## GIVEN PASSAGE
>> Begin
THE IDENTITY HAS ARRIVED — CHICAGO, MEET CALEB — AND HERE COMES DANIELS
A brawny city never has featured a quarterback in a display of selfhood, but Sunday in London, Williams was so brilliant in throwing four more TD passes and scrambling madly that we ponder greatness
The city needs an identity beyond the Ditkas, who arrived in mustaches and sweater vests somewhere north of London. It continued to arrive Sunday in the elusive form of Caleb Williams, who wouldn’t stop laughing and screaming. He shook his body and swung a golf club to St. Andrews while faking here, throwing there, and locating Cole Kmet and Keenan Allen for touchdown passes when he wasn’t rollicking on another impromptu scramble.
If you mentioned it, you weren’t alone. “He played a little like Patrick Mahomes,” said Steve Mariucci, the NFL Network commentator and a former NFL head coach.
Can Chicago please let the Ditkas remain in the last century? Even the Obamas will be gone for three elections. Oprah, Bulls, Kanye, 1985 — why? This is 2024. The Bears have an exceptional quarterback at long last, as I’ve commented since they assumed the overall No. 1 pick in the draft. In the league’s latest excursion to Europe, Williams was allowed in Game 6 to flaunt the absurd skills he showed at USC, where he won the Heisman Trophy and was given his own Bobblehead Night at Dodger Stadium. He found another weak opponent in the Jacksonville Jaguars, who are ready to fire their coach.
Here was the magic and wizardry, finally, with a 4-2 record as he awaits a personal challenge in Washington on Oct. 27. Who is better, Williams or Jayden Daniels? For now, he was happy watching a sitdown tea-party celebration in the end zone. Ever see Mike Ditka do that?
>> End
(Extracted data entries)
>> Begin
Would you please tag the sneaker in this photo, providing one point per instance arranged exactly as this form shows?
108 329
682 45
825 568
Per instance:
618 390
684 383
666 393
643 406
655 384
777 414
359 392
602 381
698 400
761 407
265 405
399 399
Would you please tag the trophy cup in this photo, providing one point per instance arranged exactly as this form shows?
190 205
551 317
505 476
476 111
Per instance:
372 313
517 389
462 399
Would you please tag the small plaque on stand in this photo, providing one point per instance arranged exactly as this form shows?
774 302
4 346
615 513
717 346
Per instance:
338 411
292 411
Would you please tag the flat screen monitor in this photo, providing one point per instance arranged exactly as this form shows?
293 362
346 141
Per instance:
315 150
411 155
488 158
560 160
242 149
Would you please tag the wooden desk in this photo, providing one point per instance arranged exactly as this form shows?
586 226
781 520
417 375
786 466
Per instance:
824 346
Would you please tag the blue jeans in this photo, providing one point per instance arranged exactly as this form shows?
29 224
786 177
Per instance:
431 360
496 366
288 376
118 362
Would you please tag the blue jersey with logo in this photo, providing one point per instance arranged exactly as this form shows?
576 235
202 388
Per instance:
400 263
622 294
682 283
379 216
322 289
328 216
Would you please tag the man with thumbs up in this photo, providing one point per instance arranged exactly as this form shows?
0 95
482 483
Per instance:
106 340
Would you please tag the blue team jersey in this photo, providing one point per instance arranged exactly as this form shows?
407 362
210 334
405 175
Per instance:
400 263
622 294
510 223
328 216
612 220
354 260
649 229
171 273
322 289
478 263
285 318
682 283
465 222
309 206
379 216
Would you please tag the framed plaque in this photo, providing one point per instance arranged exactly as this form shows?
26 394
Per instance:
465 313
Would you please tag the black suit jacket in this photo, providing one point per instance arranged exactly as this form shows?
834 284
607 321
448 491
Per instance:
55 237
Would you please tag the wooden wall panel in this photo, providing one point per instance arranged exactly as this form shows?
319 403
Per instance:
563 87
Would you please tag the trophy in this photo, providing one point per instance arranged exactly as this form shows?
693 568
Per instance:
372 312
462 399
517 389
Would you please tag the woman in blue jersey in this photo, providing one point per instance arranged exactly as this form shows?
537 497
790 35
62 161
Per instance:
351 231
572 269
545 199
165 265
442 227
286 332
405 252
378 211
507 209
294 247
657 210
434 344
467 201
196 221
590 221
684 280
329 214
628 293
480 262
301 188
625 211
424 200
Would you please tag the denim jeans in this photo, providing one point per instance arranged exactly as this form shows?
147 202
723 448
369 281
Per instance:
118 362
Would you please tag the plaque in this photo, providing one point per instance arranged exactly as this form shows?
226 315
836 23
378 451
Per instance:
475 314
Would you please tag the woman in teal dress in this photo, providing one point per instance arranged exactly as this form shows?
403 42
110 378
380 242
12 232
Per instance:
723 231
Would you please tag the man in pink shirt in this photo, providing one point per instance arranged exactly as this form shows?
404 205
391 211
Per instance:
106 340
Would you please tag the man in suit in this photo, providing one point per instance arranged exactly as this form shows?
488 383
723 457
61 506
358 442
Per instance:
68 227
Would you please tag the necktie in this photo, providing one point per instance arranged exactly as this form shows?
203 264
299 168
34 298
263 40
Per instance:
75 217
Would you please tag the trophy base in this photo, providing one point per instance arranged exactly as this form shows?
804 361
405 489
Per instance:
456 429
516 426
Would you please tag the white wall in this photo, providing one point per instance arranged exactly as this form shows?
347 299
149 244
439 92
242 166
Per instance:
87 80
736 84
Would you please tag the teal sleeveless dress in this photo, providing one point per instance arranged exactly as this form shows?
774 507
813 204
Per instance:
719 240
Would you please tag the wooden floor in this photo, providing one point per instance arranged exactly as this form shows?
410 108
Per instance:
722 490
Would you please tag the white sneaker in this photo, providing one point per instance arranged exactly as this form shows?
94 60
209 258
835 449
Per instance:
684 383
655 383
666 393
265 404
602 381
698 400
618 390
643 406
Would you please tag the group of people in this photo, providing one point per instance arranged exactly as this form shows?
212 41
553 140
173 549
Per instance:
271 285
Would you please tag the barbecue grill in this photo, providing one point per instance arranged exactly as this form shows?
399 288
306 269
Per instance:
>> End
## OBJECTIVE 1
Translate this sentence from the column about Caleb Williams into Spanish: "The Bears have an exceptional quarterback at long last, as I’ve commented since they assumed the overall No. 1 pick in the draft."
## OBJECTIVE 2
List every person the column about Caleb Williams names with both a first and a last name.

## CORRECT ANSWER 1
Los Bears por fin tienen un quarterback excepcional, como he comentado desde que se hicieron con la primera selección general del draft.

## CORRECT ANSWER 2
Caleb Williams
Cole Kmet
Keenan Allen
Patrick Mahomes
Steve Mariucci
Jayden Daniels
Mike Ditka